Tel-Aviv is a tiny, ultra-dense city (at least the part of it you’d want to visit is – not counting the sprawling ‘gush dan‘ suburbs). About 8km long (from Jaffa to the Yarkon River) and 2km wide (from the sea to the Ayalon Highway) it’s plagued by the twin hells of terrible traffic (about 500,000 cars commute into the city every day) and scant public transport. No wonder locals try and find ways to live a car-free existence.
Bike lanes have proliferated in the past few years (along with the lurid neon-green Tel-O-Fun rental bikes), usually divvying up the boulevards between two legs and two wheels. Cycling is fine in the winter, but in the summer, with temperatures hovering around 35C (95F) and humidity in the mid 80%s, it’s not exactly pleasant. So intrepid Tel-Avivians have searched for another, less exerting, form of transportation that maintains all the convenience of the bike without the exertion.
Enter the “corkinet”.
I have no idea why it’s called that, when all it is, in essence, is one of those kiddie-scooters with an electric motor on the back. Technically, they’re not legal, but as any true Israeli will argue (at length), they’re not illegal, and that’s what matters. You can’t import them, but you can import the parts and assemble them here. It’s a truly competitive market, with at least four bona-fide manufacturers spread throughout the city.

[Items from a data source]
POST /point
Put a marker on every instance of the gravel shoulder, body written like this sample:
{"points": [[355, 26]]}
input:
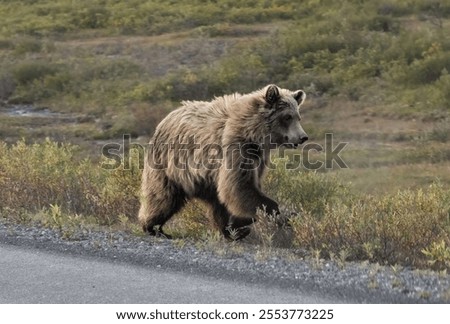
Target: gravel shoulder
{"points": [[241, 263]]}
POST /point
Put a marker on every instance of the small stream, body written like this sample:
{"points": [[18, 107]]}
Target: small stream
{"points": [[44, 114]]}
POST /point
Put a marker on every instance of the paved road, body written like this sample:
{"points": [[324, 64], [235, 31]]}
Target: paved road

Exercise set –
1: Answer these questions using the Tel-Aviv passage.
(a) About how many cars commute into the city every day?
(b) What summer temperature is given for the city?
(c) How many bona-fide manufacturers of corkinets are there in the city?
2: Decide whether each statement agrees with the Tel-Aviv passage, and support each yes or no with a quotation.
(a) The city is about 8km long.
(b) Corkinets can be imported fully assembled.
(c) Cycling in the city is pleasant in the summer.
3: Reproduce word for word the part of the Tel-Aviv passage starting at "Bike lanes have" and ending at "without the exertion.".

Your responses –
1:
(a) About 500,000
(b) Around 35C (95F)
(c) At least four

2:
(a) Yes: "About 8km long (from Jaffa to the Yarkon River)"
(b) No: "You can’t import them, but you can import the parts and assemble them here."
(c) No: "in the summer, with temperatures hovering around 35C (95F) and humidity in the mid 80%s, it’s not exactly pleasant."

3:
Bike lanes have proliferated in the past few years (along with the lurid neon-green Tel-O-Fun rental bikes), usually divvying up the boulevards between two legs and two wheels. Cycling is fine in the winter, but in the summer, with temperatures hovering around 35C (95F) and humidity in the mid 80%s, it’s not exactly pleasant. So intrepid Tel-Avivians have searched for another, less exerting, form of transportation that maintains all the convenience of the bike without the exertion.